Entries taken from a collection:
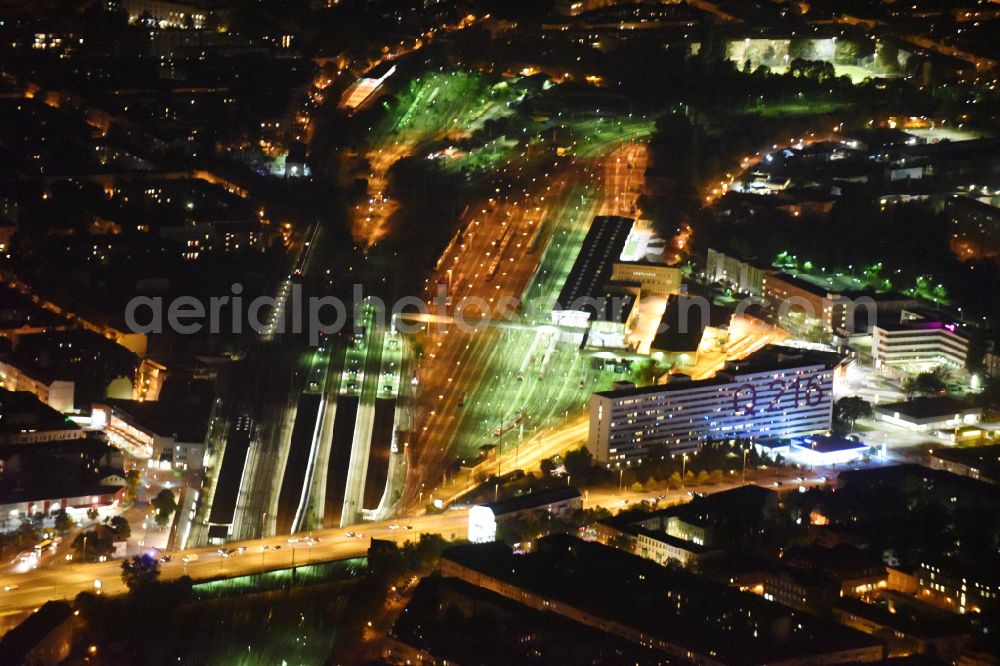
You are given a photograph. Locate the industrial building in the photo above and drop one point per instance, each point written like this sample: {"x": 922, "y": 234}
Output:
{"x": 777, "y": 392}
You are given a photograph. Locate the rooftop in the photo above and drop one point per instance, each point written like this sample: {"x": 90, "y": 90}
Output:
{"x": 21, "y": 411}
{"x": 770, "y": 358}
{"x": 829, "y": 444}
{"x": 687, "y": 610}
{"x": 926, "y": 408}
{"x": 591, "y": 272}
{"x": 532, "y": 500}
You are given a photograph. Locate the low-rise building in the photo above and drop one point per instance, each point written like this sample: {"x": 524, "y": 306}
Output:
{"x": 486, "y": 520}
{"x": 820, "y": 450}
{"x": 687, "y": 616}
{"x": 167, "y": 435}
{"x": 616, "y": 265}
{"x": 24, "y": 419}
{"x": 923, "y": 414}
{"x": 980, "y": 462}
{"x": 742, "y": 273}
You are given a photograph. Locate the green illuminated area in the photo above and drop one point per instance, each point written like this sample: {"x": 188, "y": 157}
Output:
{"x": 593, "y": 137}
{"x": 316, "y": 363}
{"x": 280, "y": 579}
{"x": 858, "y": 278}
{"x": 392, "y": 358}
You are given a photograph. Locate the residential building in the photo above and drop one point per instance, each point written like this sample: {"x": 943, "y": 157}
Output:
{"x": 822, "y": 450}
{"x": 689, "y": 617}
{"x": 959, "y": 586}
{"x": 618, "y": 262}
{"x": 979, "y": 462}
{"x": 24, "y": 419}
{"x": 177, "y": 13}
{"x": 805, "y": 304}
{"x": 742, "y": 273}
{"x": 917, "y": 339}
{"x": 776, "y": 392}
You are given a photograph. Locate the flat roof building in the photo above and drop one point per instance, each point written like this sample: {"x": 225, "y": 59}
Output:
{"x": 602, "y": 291}
{"x": 928, "y": 413}
{"x": 485, "y": 520}
{"x": 687, "y": 616}
{"x": 819, "y": 450}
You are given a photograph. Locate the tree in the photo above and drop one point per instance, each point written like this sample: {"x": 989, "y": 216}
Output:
{"x": 548, "y": 465}
{"x": 924, "y": 384}
{"x": 91, "y": 545}
{"x": 649, "y": 371}
{"x": 63, "y": 522}
{"x": 132, "y": 480}
{"x": 848, "y": 410}
{"x": 26, "y": 534}
{"x": 140, "y": 572}
{"x": 165, "y": 505}
{"x": 578, "y": 462}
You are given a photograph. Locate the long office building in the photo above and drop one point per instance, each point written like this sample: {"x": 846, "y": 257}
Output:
{"x": 919, "y": 338}
{"x": 777, "y": 392}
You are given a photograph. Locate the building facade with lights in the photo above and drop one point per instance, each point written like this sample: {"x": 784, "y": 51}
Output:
{"x": 919, "y": 340}
{"x": 777, "y": 392}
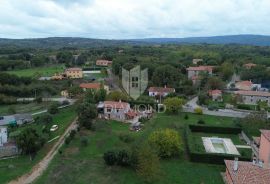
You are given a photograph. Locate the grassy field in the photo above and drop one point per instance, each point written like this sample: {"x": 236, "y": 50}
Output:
{"x": 23, "y": 108}
{"x": 15, "y": 167}
{"x": 78, "y": 164}
{"x": 38, "y": 71}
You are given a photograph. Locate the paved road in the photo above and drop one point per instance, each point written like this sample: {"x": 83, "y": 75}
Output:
{"x": 41, "y": 166}
{"x": 192, "y": 104}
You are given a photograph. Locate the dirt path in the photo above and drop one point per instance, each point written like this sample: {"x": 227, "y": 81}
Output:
{"x": 42, "y": 165}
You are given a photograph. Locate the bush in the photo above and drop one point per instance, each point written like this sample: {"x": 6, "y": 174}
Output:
{"x": 53, "y": 108}
{"x": 126, "y": 138}
{"x": 123, "y": 158}
{"x": 201, "y": 122}
{"x": 84, "y": 141}
{"x": 72, "y": 134}
{"x": 198, "y": 110}
{"x": 167, "y": 142}
{"x": 110, "y": 158}
{"x": 65, "y": 102}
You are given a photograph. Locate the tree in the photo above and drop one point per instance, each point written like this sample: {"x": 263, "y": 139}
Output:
{"x": 173, "y": 105}
{"x": 53, "y": 108}
{"x": 116, "y": 96}
{"x": 86, "y": 113}
{"x": 29, "y": 142}
{"x": 167, "y": 142}
{"x": 148, "y": 165}
{"x": 215, "y": 83}
{"x": 166, "y": 75}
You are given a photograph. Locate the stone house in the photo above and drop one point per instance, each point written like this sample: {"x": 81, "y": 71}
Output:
{"x": 253, "y": 97}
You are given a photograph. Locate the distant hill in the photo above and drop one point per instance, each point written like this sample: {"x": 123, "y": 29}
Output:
{"x": 59, "y": 42}
{"x": 233, "y": 39}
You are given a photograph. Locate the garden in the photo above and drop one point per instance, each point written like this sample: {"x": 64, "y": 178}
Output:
{"x": 82, "y": 159}
{"x": 196, "y": 149}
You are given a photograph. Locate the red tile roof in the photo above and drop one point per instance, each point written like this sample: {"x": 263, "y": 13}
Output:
{"x": 73, "y": 69}
{"x": 244, "y": 83}
{"x": 161, "y": 90}
{"x": 116, "y": 105}
{"x": 249, "y": 65}
{"x": 90, "y": 85}
{"x": 266, "y": 134}
{"x": 253, "y": 93}
{"x": 214, "y": 92}
{"x": 201, "y": 68}
{"x": 247, "y": 173}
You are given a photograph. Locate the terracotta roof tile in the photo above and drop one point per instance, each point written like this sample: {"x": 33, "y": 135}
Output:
{"x": 247, "y": 173}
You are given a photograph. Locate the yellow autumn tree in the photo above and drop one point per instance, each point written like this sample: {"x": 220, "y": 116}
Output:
{"x": 167, "y": 142}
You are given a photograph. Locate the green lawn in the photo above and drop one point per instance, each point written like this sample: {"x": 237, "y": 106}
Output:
{"x": 15, "y": 167}
{"x": 23, "y": 108}
{"x": 38, "y": 71}
{"x": 79, "y": 164}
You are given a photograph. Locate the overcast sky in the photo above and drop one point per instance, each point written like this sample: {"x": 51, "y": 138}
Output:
{"x": 121, "y": 19}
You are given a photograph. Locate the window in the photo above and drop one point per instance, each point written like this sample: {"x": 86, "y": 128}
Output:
{"x": 135, "y": 82}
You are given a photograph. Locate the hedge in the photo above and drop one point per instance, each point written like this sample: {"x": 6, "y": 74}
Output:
{"x": 215, "y": 129}
{"x": 211, "y": 158}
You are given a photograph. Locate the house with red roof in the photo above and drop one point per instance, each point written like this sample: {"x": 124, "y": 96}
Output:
{"x": 116, "y": 110}
{"x": 244, "y": 85}
{"x": 258, "y": 171}
{"x": 74, "y": 73}
{"x": 240, "y": 172}
{"x": 160, "y": 91}
{"x": 194, "y": 72}
{"x": 249, "y": 65}
{"x": 215, "y": 94}
{"x": 103, "y": 62}
{"x": 253, "y": 97}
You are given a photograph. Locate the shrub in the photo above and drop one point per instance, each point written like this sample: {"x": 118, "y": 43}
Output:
{"x": 110, "y": 158}
{"x": 67, "y": 140}
{"x": 201, "y": 122}
{"x": 84, "y": 141}
{"x": 72, "y": 134}
{"x": 167, "y": 142}
{"x": 126, "y": 138}
{"x": 123, "y": 158}
{"x": 198, "y": 110}
{"x": 53, "y": 108}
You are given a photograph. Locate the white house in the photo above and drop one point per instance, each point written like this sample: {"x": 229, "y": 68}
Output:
{"x": 159, "y": 91}
{"x": 3, "y": 135}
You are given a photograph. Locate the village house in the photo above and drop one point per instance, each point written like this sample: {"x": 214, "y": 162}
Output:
{"x": 196, "y": 71}
{"x": 257, "y": 171}
{"x": 196, "y": 61}
{"x": 253, "y": 97}
{"x": 249, "y": 65}
{"x": 74, "y": 73}
{"x": 103, "y": 63}
{"x": 160, "y": 91}
{"x": 244, "y": 85}
{"x": 93, "y": 86}
{"x": 65, "y": 93}
{"x": 216, "y": 95}
{"x": 115, "y": 110}
{"x": 3, "y": 135}
{"x": 18, "y": 119}
{"x": 240, "y": 172}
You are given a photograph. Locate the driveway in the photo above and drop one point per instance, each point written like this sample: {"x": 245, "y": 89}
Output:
{"x": 192, "y": 104}
{"x": 42, "y": 165}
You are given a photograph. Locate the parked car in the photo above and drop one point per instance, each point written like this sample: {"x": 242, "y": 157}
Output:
{"x": 54, "y": 128}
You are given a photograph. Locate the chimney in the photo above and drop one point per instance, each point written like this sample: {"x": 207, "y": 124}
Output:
{"x": 235, "y": 164}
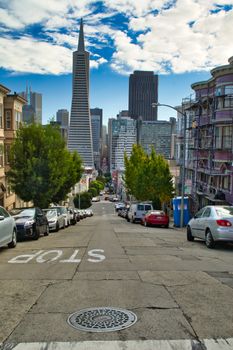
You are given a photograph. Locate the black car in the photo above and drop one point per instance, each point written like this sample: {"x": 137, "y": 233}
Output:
{"x": 30, "y": 222}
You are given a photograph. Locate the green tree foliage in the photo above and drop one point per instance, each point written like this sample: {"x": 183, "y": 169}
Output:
{"x": 85, "y": 200}
{"x": 148, "y": 177}
{"x": 41, "y": 167}
{"x": 73, "y": 175}
{"x": 101, "y": 179}
{"x": 93, "y": 191}
{"x": 97, "y": 185}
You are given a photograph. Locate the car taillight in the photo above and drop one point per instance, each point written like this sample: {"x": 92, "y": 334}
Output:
{"x": 223, "y": 223}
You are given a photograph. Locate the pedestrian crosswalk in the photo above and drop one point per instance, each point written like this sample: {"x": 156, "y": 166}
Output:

**Stated task:** Print from the line containing "You are given a photograph. Locate the black" to the last line above, exactly as written.

**Result of this task:**
You are given a photograph. Locate the black car in the photo above and drop one point per instance, each point written like this sample: {"x": 137, "y": 233}
Output:
{"x": 30, "y": 222}
You are given a photograph. Locate the green tree foliage in the photo above and drop one point per instance, each point written like this sample: {"x": 183, "y": 169}
Output:
{"x": 85, "y": 200}
{"x": 148, "y": 177}
{"x": 41, "y": 167}
{"x": 73, "y": 175}
{"x": 101, "y": 179}
{"x": 93, "y": 191}
{"x": 97, "y": 185}
You are given a photograph. Locate the car taillight in the photo above and drop one point per instance, each point written like this sample: {"x": 92, "y": 334}
Output:
{"x": 223, "y": 223}
You are given a photograph. Locate the pedestrian crosswalk in the photo above and drop one point per instance, each point written like this sample: {"x": 156, "y": 166}
Output:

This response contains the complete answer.